** BEGIN Provided entries **

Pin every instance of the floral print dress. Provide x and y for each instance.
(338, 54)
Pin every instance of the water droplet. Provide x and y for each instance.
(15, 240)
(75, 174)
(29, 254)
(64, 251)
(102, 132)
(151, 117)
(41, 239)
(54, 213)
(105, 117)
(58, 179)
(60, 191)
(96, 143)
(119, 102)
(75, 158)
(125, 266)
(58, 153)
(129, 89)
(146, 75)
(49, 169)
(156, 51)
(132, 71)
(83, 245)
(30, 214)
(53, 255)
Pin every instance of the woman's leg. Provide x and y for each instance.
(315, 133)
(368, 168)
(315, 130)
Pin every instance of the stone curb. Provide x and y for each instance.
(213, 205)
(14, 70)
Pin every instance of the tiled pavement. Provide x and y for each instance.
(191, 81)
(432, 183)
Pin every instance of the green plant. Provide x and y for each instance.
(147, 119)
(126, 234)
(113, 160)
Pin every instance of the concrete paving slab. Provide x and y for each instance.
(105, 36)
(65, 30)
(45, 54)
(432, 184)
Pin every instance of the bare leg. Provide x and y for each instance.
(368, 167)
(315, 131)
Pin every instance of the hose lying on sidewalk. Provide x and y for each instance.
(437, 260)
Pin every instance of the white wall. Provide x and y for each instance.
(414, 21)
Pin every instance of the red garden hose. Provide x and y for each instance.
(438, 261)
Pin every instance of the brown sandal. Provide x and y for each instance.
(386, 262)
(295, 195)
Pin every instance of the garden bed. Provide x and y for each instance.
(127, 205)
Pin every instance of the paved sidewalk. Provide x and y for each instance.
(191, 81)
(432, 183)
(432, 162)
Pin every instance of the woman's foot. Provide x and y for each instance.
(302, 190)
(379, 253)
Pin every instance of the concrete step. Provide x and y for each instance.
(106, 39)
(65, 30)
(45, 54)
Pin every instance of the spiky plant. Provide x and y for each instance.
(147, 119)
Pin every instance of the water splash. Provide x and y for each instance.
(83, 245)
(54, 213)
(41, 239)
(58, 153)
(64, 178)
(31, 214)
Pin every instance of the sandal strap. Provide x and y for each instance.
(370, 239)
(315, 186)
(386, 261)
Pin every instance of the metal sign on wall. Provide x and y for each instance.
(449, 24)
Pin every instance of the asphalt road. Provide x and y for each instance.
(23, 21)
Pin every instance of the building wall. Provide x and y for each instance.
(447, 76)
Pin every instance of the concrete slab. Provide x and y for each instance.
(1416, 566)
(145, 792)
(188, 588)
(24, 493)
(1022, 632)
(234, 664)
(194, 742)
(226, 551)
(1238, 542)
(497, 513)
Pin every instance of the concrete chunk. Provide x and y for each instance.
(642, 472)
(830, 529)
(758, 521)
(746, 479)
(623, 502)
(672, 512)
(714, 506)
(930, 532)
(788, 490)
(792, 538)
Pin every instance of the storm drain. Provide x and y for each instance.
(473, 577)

** END Provided entries **

Short exercise: Please rewrite each line of the listing above as a JSON list of strings, one string per line, with blank lines left out.

Reply:
[
  "Pin every instance of the floral print dress. Provide x and y for each instance.",
  "(338, 54)",
  "Pin every instance of the water droplet. Provide x and y for each instance.",
  "(15, 240)",
  "(75, 174)",
  "(29, 254)",
  "(64, 251)",
  "(102, 132)",
  "(151, 117)",
  "(41, 239)",
  "(54, 213)",
  "(105, 117)",
  "(58, 179)",
  "(60, 191)",
  "(96, 143)",
  "(119, 102)",
  "(75, 158)",
  "(125, 266)",
  "(58, 153)",
  "(129, 89)",
  "(146, 75)",
  "(49, 169)",
  "(156, 51)",
  "(132, 71)",
  "(83, 245)",
  "(30, 214)",
  "(53, 255)",
  "Pin every instance of the woman's leg. Provide x and y for each instance.",
  "(315, 133)",
  "(368, 168)",
  "(315, 130)",
  "Pin every instance of the stone curb. Provide x and y for each instance.",
  "(213, 205)",
  "(14, 70)",
  "Pin every instance of the tiled pavement. Provide x and y for each instance.",
  "(191, 81)",
  "(432, 183)",
  "Pin every instance of the green plant. Provide x and y for each instance.",
  "(147, 119)",
  "(126, 234)",
  "(113, 160)",
  "Pin every instance of the concrete paving slab. Provide x and y for each instance.",
  "(105, 36)",
  "(65, 30)",
  "(45, 54)",
  "(432, 184)",
  "Pin every instance of the bare leg. Provide x and y for each instance.",
  "(368, 167)",
  "(315, 131)",
  "Pin every instance of the hose lying on sidewalk. Provide x and y for each instance.",
  "(437, 260)",
  "Pin every instance of the white wall. Provide x and y for each instance.",
  "(414, 21)",
  "Pin every instance of the red garden hose. Provide x and y for each instance.",
  "(438, 261)",
  "Pin every instance of the brown sandal. Provide x and y for each instance.",
  "(386, 262)",
  "(295, 195)",
  "Pin every instance of the garden bed. Provide x and y for each instance.",
  "(127, 205)",
  "Pin every instance of the paved sidewalk. Provide x and y for each instance.",
  "(191, 81)",
  "(432, 183)",
  "(432, 162)",
  "Pin every instance of the woman's foot. Provide x and y for each instance.",
  "(302, 190)",
  "(379, 253)",
  "Pin every instance of the concrete step. Provide x and y for each instance.",
  "(106, 39)",
  "(65, 30)",
  "(45, 54)",
  "Pin every instance of the spiky plant. Provide x and y for each instance.",
  "(147, 119)",
  "Pin every instance of the water splash. Provide x and y for each instance.",
  "(83, 245)",
  "(54, 213)",
  "(41, 239)",
  "(58, 153)",
  "(64, 178)",
  "(31, 214)",
  "Pin every instance of the sandal strap. Provide x and y for each instance.",
  "(370, 239)",
  "(315, 186)",
  "(386, 261)",
  "Pin every instance of the metal sign on wall. Provide x and y for each instance.",
  "(449, 24)",
  "Pin every instance of the asphalt road. Provide x and y for each instance.",
  "(23, 21)",
  "Pin every instance of the building wall. Provide x and y for each instance.",
  "(447, 76)",
  "Pin every instance of the concrete slab. Provide x and y for each instance.",
  "(1416, 566)",
  "(145, 792)",
  "(188, 588)",
  "(24, 493)",
  "(1022, 632)",
  "(234, 664)",
  "(194, 742)",
  "(226, 551)",
  "(1238, 542)",
  "(497, 513)",
  "Pin every instance of the concrete chunk. Provide x and y for each instance.",
  "(642, 472)",
  "(830, 529)",
  "(758, 521)",
  "(746, 479)",
  "(623, 502)",
  "(672, 512)",
  "(714, 506)",
  "(930, 532)",
  "(788, 490)",
  "(792, 538)",
  "Pin every instance of the storm drain. Provide x and y for each instance.",
  "(473, 577)"
]